Give the number of lines in the items that follow containing the string "below", counting matches only where the case is the same. Reply with that number alone.
··· Supplied data
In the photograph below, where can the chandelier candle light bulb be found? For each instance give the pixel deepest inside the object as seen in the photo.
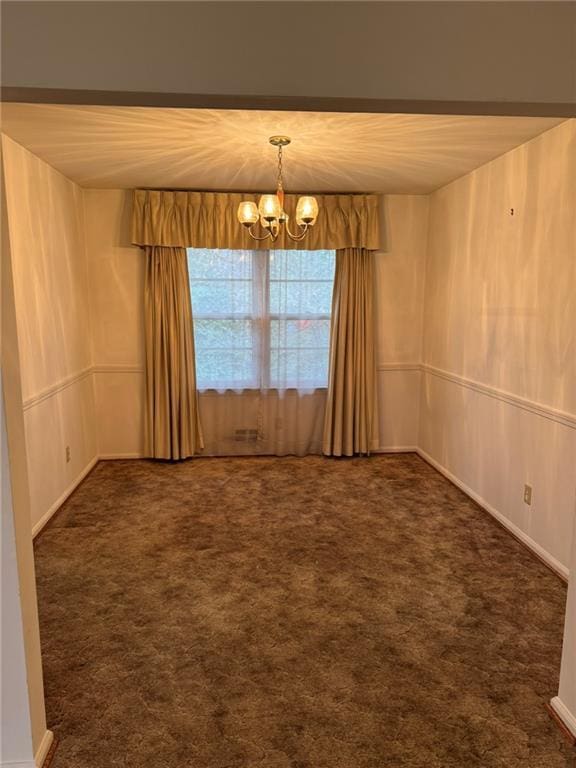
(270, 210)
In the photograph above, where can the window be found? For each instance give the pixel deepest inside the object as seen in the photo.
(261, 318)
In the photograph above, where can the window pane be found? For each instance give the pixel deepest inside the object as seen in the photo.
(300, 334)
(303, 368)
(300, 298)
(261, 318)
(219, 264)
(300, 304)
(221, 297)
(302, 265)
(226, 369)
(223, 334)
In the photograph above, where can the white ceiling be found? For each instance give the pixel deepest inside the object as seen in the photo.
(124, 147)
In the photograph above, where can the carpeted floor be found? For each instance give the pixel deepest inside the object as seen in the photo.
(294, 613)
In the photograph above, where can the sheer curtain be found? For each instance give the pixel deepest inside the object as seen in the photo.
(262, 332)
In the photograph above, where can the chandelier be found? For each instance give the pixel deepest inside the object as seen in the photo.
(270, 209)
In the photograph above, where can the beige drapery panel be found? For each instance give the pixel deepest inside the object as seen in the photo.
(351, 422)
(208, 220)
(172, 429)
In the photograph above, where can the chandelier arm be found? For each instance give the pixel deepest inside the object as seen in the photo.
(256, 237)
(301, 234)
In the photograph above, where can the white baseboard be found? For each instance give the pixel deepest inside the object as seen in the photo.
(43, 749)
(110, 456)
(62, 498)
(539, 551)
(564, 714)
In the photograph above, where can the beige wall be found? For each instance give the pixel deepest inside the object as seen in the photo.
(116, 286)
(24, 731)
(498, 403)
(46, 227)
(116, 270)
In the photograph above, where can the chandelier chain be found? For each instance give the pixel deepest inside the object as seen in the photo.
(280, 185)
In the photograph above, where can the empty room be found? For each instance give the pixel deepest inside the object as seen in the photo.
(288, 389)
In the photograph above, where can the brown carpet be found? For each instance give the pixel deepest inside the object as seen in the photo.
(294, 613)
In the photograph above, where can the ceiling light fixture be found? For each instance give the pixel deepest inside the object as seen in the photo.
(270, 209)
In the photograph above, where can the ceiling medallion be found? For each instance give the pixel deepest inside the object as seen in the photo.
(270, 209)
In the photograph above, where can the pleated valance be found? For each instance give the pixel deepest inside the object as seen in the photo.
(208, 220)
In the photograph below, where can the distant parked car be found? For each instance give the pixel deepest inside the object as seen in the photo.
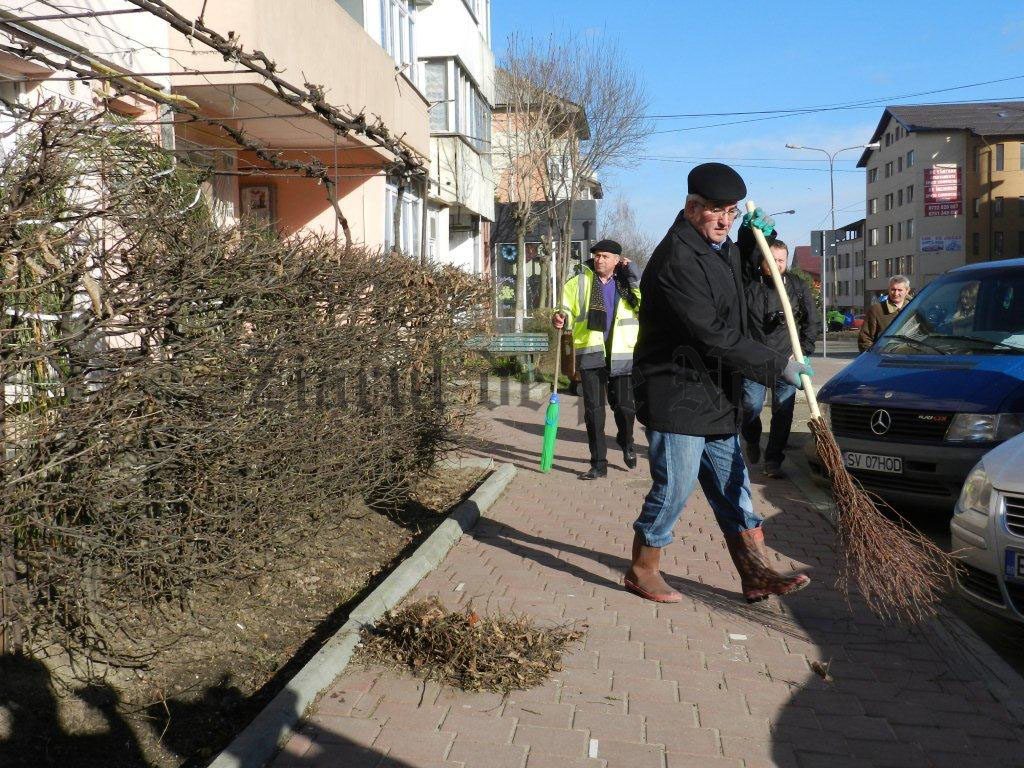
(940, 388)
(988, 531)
······
··· Supplied data
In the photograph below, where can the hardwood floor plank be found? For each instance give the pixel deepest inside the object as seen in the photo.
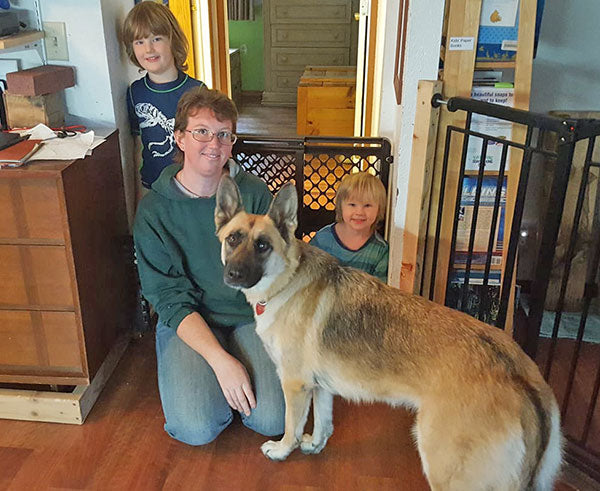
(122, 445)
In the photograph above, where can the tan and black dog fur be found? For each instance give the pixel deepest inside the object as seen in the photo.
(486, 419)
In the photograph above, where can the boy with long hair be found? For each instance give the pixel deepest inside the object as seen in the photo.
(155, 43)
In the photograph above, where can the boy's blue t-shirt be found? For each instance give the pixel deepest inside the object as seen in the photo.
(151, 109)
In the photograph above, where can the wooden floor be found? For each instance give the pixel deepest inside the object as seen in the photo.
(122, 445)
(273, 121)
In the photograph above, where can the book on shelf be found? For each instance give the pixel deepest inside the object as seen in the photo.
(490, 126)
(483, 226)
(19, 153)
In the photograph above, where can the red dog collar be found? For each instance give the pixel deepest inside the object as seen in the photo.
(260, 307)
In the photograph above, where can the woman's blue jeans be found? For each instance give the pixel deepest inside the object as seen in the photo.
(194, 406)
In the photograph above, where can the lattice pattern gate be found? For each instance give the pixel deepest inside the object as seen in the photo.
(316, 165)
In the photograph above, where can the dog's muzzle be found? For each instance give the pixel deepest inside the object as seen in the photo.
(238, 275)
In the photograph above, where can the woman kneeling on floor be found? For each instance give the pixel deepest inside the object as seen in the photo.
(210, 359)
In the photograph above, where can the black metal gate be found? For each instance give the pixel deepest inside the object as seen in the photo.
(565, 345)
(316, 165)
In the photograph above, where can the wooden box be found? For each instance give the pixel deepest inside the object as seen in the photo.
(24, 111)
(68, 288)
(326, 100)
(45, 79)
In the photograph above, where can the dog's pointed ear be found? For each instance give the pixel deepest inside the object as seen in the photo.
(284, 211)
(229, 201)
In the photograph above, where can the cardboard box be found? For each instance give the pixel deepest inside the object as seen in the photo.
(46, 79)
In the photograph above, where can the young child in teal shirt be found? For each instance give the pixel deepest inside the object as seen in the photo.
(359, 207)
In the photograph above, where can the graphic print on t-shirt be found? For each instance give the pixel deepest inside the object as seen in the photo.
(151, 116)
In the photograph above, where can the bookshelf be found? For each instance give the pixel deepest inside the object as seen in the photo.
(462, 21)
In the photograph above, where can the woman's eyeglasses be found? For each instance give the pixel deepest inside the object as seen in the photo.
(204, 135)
······
··· Supplied data
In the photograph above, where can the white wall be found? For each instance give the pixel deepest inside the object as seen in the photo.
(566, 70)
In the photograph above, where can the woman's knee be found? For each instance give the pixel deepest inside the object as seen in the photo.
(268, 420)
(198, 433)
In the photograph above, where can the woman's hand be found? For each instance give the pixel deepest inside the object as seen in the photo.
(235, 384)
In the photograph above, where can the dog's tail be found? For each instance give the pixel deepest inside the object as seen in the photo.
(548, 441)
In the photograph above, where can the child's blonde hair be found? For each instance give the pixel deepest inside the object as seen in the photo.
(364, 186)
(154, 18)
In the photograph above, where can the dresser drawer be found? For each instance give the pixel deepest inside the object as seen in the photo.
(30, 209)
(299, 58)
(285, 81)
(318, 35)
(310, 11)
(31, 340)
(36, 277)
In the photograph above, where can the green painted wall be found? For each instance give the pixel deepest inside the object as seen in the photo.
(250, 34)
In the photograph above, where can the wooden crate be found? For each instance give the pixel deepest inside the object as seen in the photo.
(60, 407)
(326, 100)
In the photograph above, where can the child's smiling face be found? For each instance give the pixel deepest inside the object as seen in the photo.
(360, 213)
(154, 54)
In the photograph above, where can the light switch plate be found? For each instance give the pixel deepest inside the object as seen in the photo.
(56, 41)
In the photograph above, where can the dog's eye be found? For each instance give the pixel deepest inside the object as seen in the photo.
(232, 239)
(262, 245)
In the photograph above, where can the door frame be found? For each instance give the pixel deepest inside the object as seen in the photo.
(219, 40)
······
* _Task answer_
3